Uprooted from stable homes and communities; suffering the terrors of attack and the perils of banishment and travel; separation from family protection; in foreign lands enveloped by different language and custom; falling prey to criminal elements to exploit or abuse - after all that, no one caring. Ah that is the deepest cut of all and shame on us for allowing it to happen.


Labour MP and former shadow home secretary Yvette Cooper said the figures show children are being “let down” by a system “turning a blind eye” to their vulnerability. She said: “We are failing victims of child trafficking, effectively turning a blind eye to their disappearance. They are being let down by a system which is meant to keep them safe.

She added: "If the now Prime Minister is serious about addressing modern slavery, she would urgently address this crisis,” but even so if this is the best the 'Loyal Opposition' can do about a scandal of such proportions, it is fairly evident the level of importance accorded the topic by the ruling Conservative Party. Does not missing children on such a scale, demand at least a day's debate in Parliament or a Commission of Enquiry? 

The British Government's position, as of 2016, is set out in the document referenced below. To quote from it:


136.Unaccompanied foreign minors are defined as individuals under the age of 18 who are stateless or from non-EU countries, who enter the territory of a Member State without being accompanied by an adult who is responsible for them. Europol found that over 85,000 unaccompanied minors applied for asylum in the EU in 2015, and the number is growing—the 2015 total is three times higher than the number for 2014.173 A more recent estimate by the Bureau of Investigative Journalism suggested that there were over 95,000 asylum applications by unaccompanied minors in Europe in 2015.174

137.Worryingly, many minors go missing from reception centres shortly after arrival. Brian Donald, Europol Chief of Staff, stated that 1,000 unaccompanied minors were unaccounted for in Sweden, and that Europol has estimated that there are at least 10,000 unaccompanied minors who have gone missing since arriving in Europe.175 The IRC said that “thousands” of unaccompanied children were reported missing in Europe, and there was no joined up mechanism for monitoring children moving along the migration routes.

→ Directive a
Could you write out the entries below word for word, every line included?

→ Dataset extract
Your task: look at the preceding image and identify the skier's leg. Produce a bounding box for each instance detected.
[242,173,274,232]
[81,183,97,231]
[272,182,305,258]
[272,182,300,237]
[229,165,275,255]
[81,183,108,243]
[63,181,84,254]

→ Directive b
Could you resume the passage above on missing unaccompanied child migrants, starting right after its final sentence?

→ Exercise response a
Your task: look at the preceding image and identify the skier's leg. Produce a bounding box for each instance detected.
[242,173,274,232]
[81,183,97,231]
[272,182,305,258]
[272,182,300,237]
[229,165,275,255]
[81,183,108,243]
[63,181,84,254]

→ Exercise response b
It does not however explain how so many children could go missing or what happened to them once they have reached an alleged place of safety in the British Isles. (2)

In a House of Lords debate on the 1st November, 2016, Baroness Prashar had this to say:

"The natural consequence of these failures across government agencies is the loss of trust and the frustration experienced by children themselves. As we have described in the report, when these children lose faith in official channels, they are pushed into the hands of people smugglers and more of them become victims of sexual exploitation and trafficking. Many simply disappear—Europol told us that about 10,000 have, but I suspect this is a conservative estimate and that the number has grown since the Europol figures were published." (3)

Oh of course we have one on the abuse of children- the IICSA! - so beset by problems and the enormity of the task (surely not by accident) that to expect it to look into current issues of missing children is too much to expect. (4) Indeed many may think that the whole focus on "historic cases", is a wholly intentional device to distract from current, extremely serious issues. 

What Police and Social Services resources, we might ask, are currently directed towards discovering what happened to these missing children and trying to locate them? Where is the issue in the public consciousness. If the BBC Question Time is any litmus of public concern, only BREXIT, immigration and Mr Trump qualifies. Have we truly advanced at all regarding the fate of children, in Parliament or elsewhere, since employers fought tooth and nail against banning small children from dangerous and unhealthy mills and mines?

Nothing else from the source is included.